Your objective |
Word for word, repeat every entry that appears below.

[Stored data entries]
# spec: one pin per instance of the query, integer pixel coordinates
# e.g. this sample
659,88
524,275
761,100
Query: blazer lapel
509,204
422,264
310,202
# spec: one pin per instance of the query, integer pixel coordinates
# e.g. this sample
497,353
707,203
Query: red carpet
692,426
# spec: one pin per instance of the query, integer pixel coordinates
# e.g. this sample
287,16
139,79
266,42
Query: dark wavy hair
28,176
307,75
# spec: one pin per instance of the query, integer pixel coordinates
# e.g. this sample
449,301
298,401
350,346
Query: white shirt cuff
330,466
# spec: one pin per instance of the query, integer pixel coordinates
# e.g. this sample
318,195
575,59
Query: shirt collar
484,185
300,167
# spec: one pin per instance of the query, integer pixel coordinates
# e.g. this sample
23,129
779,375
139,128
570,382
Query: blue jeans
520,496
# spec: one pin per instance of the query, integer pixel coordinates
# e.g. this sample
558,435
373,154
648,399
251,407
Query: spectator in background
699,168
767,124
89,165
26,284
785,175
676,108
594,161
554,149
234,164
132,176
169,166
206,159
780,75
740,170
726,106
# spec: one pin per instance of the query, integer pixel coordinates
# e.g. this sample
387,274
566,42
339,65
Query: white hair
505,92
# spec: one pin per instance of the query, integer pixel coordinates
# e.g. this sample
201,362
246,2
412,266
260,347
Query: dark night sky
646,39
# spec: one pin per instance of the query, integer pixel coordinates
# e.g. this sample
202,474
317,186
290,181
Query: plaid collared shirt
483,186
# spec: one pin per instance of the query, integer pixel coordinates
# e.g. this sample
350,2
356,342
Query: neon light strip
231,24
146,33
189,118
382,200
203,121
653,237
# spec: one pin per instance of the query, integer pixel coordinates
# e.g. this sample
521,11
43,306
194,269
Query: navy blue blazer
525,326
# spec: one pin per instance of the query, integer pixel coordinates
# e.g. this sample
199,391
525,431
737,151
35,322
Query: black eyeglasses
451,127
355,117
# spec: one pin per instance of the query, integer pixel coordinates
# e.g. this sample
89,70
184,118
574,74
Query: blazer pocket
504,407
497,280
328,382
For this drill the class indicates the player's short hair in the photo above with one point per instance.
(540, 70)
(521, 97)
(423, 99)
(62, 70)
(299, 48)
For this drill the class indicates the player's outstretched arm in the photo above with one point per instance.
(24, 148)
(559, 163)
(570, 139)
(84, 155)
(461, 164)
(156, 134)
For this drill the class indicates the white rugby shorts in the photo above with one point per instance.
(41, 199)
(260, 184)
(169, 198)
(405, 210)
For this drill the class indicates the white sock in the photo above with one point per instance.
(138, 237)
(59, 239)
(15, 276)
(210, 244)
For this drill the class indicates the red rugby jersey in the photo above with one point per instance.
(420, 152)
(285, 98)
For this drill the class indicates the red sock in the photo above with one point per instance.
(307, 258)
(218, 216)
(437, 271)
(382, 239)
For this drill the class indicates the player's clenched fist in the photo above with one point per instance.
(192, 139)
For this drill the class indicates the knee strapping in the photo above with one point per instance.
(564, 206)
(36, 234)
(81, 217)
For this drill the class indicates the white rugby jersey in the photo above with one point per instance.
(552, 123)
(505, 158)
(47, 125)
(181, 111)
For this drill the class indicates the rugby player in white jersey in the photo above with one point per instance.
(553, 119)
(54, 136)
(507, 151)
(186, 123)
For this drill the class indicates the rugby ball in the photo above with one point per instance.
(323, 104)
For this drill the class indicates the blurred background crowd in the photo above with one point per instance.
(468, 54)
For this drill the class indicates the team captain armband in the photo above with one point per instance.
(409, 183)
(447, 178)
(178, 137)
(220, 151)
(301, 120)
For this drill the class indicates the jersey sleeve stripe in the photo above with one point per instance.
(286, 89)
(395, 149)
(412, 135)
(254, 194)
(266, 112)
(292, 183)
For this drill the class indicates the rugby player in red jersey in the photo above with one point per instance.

Problem solution |
# spec: one pin per instance of the query, integer pixel coordinates
# e.g. this sample
659,88
524,275
761,100
Query: blazer lapel
509,204
422,264
310,202
# spec: one pin per instance of the query, integer pixel coordinates
# e.g. this sample
497,353
707,203
Query: red carpet
692,426
# spec: one pin per instance of the query, integer pixel coordinates
# e.g. this sample
287,16
139,79
266,42
Query: dark wavy hair
28,176
307,75
# spec: one pin per instance of the query, integer pixel coordinates
# e.g. this sample
449,301
298,401
350,346
Query: white shirt cuff
330,466
# spec: one pin per instance of the query, integer pixel coordinates
# e.g. this sample
318,195
575,59
Query: shirt collar
484,185
300,167
# spec: one pin per instance of the query, integer pixel coordinates
# e.g. this sample
23,129
779,375
139,128
570,382
Query: blue jeans
520,496
# spec: one pin per instance of the query, integer pixel coordinates
# e.g. this sample
558,435
373,154
648,399
251,407
Query: spectator in background
699,168
767,124
89,165
26,284
785,175
676,108
594,161
554,149
234,164
132,176
169,166
206,159
780,75
740,170
726,106
# spec: one pin per instance of the query, integer pixel coordinates
# e.g. this sample
387,274
566,42
339,65
Query: white hair
505,92
# spec: one pin per instance of the query, integer pixel coordinates
# e.g. this sample
201,362
246,2
412,266
260,347
Query: dark night sky
646,39
# spec: one pin per instance of the query, integer pixel coordinates
# e.g. this sample
202,474
317,186
290,181
Query: plaid collared shirt
483,186
# spec: one pin per instance of the query, integer pixel coordinates
# e.g. this sample
350,2
356,342
Query: neon light strip
231,24
146,33
189,118
382,200
203,121
653,237
# spec: one pin per instance of the query, integer pixel coordinates
# e.g. this sample
521,11
43,306
194,269
Query: navy blue blazer
525,326
# spec: one pin per instance of the query, integer pixel coordinates
# e.g. this sample
199,391
525,431
737,151
35,322
Query: black eyeglasses
451,127
355,117
# spec: one pin per instance of the query, integer pixel coordinates
# e.g. this sample
89,70
184,118
574,74
Query: blazer pocket
504,407
497,280
328,382
For this drill the class indicates the player's short hair in the photo above with one point per instance.
(540, 70)
(521, 97)
(423, 99)
(62, 70)
(299, 48)
For this drill the class indicates the player's outstretched arm in the photo above with one point per instance.
(24, 148)
(559, 163)
(570, 139)
(84, 155)
(461, 164)
(156, 134)
For this drill the class indicates the white rugby shorts in the photo above with one point per instance.
(41, 199)
(260, 184)
(169, 198)
(405, 210)
For this drill the class indicates the white sock in the photo above with one point per instance.
(138, 237)
(59, 239)
(15, 276)
(210, 244)
For this drill the class indicates the red rugby jersey in the photo above with one point per instance.
(420, 152)
(285, 98)
For this drill the class indicates the red sock in the photo above with one point per instance.
(307, 258)
(218, 216)
(437, 271)
(382, 239)
For this drill the class indicates the player's clenched fist in the photo above with one point per instance.
(192, 139)
For this drill the class indicates the knee strapping in the photo above with one point per instance.
(564, 206)
(36, 234)
(81, 217)
For this drill the class indicates the white rugby jersey in the photo above with one point per instance.
(552, 123)
(505, 158)
(47, 125)
(181, 111)
For this drill the class indicates the rugby player in white jersey in the photo above with one point per instance.
(553, 119)
(54, 136)
(507, 151)
(186, 123)
For this drill the class indicates the rugby ball in the photo above with one point per instance.
(323, 104)
For this drill the class indicates the blurred background crowd in the photo above with one point per instance.
(468, 54)
For this drill the class indicates the team captain armband in the photo above with one point per instance.
(409, 183)
(447, 178)
(178, 137)
(220, 151)
(301, 120)
For this drill the class indicates the jersey sleeve stripe in the photo above with one point per instance.
(286, 89)
(395, 149)
(412, 135)
(254, 194)
(266, 112)
(292, 183)
For this drill the class indicates the rugby player in red jersey in the photo above with one point per instance.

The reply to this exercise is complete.